=== What to work on ===
Continue the reader's account of psychiatry and drugs from where it stops, not the data that follows it.

=== Excerpt ===
One Reader's Account of Psychiatry and Drugs
Reader S.W. sent in this personal account of one family's experiences with American psychiatry and its "default setting" prescriptions of powerful, potentially dangerous psychotropic drugs.
Some readers of my Wednesday entry, The Drugs Which Drive You Crazy felt I had veered over the edge to hyperbole. Please read this account, which is hardly unique in today's U.S.A., and then tell me the American system of mental health via pharmaceuticals is healthy.
The reason I'm writing is that today's entry causes me to recall a personal nightmare with my teenage son and big pharma a few years ago. I don't like to think about it, it was a very harmful and painful experience. Happily I can say it is all behind us now. I want to thank you for warning people about the psych drug racket. From my personal experience I can only conclude that psychiatrists are nothing more than sales reps for pharmaceutical companies. (Emphasis added--CHS)

=== Extracted entries ===
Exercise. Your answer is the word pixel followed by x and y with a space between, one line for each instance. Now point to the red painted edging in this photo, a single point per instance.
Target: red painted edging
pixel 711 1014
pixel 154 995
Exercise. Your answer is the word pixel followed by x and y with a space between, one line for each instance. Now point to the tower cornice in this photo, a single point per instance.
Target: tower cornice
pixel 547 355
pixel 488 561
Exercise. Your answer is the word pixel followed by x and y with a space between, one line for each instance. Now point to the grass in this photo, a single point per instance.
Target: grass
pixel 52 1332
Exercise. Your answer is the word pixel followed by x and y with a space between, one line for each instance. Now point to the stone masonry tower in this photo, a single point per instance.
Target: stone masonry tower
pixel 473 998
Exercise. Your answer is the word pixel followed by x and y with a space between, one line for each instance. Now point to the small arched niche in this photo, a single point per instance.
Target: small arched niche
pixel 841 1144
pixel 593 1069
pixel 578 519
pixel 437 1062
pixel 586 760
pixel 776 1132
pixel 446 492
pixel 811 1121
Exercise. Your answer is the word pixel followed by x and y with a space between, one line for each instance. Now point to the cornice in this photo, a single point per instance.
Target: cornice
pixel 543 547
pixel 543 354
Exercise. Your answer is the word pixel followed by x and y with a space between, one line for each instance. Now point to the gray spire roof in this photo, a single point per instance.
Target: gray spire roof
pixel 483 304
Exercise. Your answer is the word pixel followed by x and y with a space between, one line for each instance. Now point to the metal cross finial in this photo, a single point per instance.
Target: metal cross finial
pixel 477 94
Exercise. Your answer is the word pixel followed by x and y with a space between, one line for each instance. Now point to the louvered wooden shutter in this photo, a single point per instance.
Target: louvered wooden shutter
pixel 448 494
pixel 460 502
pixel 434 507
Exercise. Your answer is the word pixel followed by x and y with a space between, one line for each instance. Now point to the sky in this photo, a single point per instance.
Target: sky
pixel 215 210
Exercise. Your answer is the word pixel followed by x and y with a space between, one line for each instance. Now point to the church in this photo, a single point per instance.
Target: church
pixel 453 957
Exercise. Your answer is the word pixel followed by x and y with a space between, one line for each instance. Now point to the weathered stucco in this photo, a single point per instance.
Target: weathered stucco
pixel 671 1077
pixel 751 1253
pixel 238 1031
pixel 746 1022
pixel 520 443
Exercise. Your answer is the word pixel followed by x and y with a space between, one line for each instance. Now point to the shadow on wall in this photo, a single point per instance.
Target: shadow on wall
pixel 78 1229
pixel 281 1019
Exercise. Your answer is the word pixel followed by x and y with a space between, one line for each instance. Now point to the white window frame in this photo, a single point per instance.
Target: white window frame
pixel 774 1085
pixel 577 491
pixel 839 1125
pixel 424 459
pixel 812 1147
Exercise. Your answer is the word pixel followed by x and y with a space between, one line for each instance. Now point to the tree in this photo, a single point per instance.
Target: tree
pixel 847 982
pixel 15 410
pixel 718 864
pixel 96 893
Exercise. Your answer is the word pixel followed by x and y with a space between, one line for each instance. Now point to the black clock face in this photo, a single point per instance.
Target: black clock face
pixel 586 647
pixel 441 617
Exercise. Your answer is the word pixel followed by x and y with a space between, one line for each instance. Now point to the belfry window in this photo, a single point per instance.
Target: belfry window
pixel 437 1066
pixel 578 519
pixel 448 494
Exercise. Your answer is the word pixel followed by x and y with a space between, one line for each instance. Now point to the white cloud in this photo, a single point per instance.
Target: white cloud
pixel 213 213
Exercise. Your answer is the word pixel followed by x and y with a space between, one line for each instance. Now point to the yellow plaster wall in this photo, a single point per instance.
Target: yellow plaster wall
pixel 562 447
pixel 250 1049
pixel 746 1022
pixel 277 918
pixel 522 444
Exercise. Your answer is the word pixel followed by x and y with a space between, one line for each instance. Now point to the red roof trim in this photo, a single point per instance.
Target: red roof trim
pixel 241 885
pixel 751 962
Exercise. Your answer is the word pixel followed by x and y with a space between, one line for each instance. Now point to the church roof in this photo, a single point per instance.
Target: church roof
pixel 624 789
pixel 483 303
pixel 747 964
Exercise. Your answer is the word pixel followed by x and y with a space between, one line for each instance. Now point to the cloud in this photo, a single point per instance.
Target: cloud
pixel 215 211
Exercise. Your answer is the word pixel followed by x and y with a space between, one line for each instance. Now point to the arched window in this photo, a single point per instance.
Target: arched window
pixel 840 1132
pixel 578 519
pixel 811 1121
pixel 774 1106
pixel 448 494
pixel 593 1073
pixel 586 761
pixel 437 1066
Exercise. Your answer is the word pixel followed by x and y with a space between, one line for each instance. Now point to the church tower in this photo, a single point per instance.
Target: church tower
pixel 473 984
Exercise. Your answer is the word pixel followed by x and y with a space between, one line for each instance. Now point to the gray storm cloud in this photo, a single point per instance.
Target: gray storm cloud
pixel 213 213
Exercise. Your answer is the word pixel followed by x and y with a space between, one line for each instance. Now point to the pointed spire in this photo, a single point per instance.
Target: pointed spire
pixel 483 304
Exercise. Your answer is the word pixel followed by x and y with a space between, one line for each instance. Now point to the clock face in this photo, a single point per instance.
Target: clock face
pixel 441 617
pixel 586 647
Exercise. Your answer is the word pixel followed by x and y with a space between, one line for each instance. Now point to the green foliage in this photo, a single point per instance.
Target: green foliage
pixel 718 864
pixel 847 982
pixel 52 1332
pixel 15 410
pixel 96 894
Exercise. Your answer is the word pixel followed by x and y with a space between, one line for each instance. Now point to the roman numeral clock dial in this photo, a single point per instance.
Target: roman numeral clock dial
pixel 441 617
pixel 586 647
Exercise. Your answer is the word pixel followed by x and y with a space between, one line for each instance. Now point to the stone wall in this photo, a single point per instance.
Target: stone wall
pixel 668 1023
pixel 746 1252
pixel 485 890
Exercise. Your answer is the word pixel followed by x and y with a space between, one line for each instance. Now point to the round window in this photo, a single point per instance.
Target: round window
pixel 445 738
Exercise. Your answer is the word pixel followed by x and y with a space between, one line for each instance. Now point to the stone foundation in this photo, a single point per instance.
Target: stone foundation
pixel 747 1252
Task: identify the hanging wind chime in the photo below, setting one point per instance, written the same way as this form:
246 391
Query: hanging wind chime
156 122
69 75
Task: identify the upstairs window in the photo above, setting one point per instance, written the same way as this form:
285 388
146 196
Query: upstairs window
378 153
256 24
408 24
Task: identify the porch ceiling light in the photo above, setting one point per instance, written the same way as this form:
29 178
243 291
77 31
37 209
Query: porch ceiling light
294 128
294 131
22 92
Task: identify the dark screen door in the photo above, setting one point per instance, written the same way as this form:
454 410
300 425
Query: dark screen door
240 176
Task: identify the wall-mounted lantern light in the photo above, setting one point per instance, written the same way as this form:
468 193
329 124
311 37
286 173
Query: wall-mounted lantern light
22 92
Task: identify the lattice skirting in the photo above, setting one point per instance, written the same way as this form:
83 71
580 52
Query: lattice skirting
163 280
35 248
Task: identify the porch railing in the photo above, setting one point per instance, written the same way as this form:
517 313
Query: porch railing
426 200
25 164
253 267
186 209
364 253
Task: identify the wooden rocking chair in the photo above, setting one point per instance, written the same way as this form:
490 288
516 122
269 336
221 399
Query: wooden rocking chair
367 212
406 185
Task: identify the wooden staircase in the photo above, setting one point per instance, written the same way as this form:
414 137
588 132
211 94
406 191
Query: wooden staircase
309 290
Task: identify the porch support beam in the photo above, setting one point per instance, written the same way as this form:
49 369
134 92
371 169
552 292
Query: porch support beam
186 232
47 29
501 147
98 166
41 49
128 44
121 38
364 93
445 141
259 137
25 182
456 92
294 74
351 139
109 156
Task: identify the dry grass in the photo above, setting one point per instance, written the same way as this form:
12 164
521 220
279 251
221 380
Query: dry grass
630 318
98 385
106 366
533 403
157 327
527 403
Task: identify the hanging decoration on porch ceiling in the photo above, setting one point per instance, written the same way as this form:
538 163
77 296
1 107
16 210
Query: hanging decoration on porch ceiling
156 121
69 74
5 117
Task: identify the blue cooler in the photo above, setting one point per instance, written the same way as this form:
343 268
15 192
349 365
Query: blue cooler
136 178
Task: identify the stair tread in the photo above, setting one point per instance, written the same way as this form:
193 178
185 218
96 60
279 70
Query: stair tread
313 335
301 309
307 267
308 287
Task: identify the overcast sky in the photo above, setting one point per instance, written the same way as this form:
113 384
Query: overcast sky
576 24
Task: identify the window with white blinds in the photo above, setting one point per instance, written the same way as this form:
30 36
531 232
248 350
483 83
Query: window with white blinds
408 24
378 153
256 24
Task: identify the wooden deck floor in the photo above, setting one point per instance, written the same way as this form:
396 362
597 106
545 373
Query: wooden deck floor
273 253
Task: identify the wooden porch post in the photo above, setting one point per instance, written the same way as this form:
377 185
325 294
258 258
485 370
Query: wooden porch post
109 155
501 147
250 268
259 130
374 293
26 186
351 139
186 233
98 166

=== Output of the exercise ===
My son was having big trouble by the time he hit High School. Instead of doing schoolwork he sat in class memorizing japanese alphabets and pi. He just didn't care about the curriculum or anything else and because of his bizarre behavior he was referred for counseling. Then he was referred to a psychiatrist, and they immediately diagnosed him with paranoid schizophrenia and started him on a long series of drugs that had heartbreaking side effects and made no real improvement in his 'affect'. I had to pull him out of school. I am ashamed to say we had him warehoused in the back room, and it seemed there was no hope.
I would never have questioned the experts, and this could have gone on forever if it were not for the fact that a very similar child in the family was identified as being on the autistic spectrum. I made a great effort to have him diagnosed properly, and for over a year I never talked to my son about what I suspected as I didn't want to influence the process. I took my son to no less than three neurologists, and after a lot of testing he was diagnosed with a neurological disorder called asperger's syndrome.
When I went back and explained this to the shrinks, they refused to consider the new diagnosis and were very resistant to discontinuation of meds. There seems to be a disconnect between neurology and psychiatry when it comes to autism. Although my experts trumped their experts, they were insistent that the new diagnosis was a 'fad' and that I was just grasping at straws.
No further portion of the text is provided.